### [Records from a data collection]
--------------------------------------------------
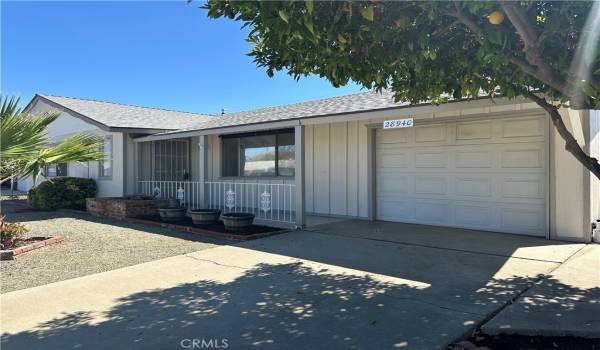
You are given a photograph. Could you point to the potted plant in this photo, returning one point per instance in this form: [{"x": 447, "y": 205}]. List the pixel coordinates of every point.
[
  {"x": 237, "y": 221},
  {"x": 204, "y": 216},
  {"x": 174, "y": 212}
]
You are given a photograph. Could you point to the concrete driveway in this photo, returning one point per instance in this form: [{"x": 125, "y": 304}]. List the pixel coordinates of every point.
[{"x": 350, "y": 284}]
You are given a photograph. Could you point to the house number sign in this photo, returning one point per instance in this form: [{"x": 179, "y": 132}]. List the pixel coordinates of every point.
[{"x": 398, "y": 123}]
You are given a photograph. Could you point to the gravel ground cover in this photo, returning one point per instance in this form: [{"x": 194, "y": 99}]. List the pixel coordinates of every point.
--------------------------------------------------
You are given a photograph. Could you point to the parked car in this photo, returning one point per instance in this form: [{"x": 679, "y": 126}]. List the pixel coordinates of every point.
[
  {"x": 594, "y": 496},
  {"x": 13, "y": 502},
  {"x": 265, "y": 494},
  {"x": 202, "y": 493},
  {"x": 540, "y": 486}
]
--------------------------------------------------
### [The problem]
Begin at the line above that has "You are given a photograph. Could you point to the concrete" and stop after the line that has "You are given a photograph. Could you point to the gravel", copying each line exactly and adding nothing else.

### [Written solution]
You are given a photograph. Could you point to the concrete driveway in this photo, returning one point per instance in this form: [{"x": 125, "y": 304}]. List the pixel coordinates of every point.
[{"x": 350, "y": 284}]
You are given a photograph. Could you point to the house number sign in this photo, returning one point per instance in this form: [{"x": 179, "y": 132}]. List the pixel coordinates of every point.
[{"x": 398, "y": 123}]
You are given a photograph. Could you point to the gravel ground cover in this photo, returning one point per instance in this form: [{"x": 194, "y": 99}]. List the pixel coordinates of every point.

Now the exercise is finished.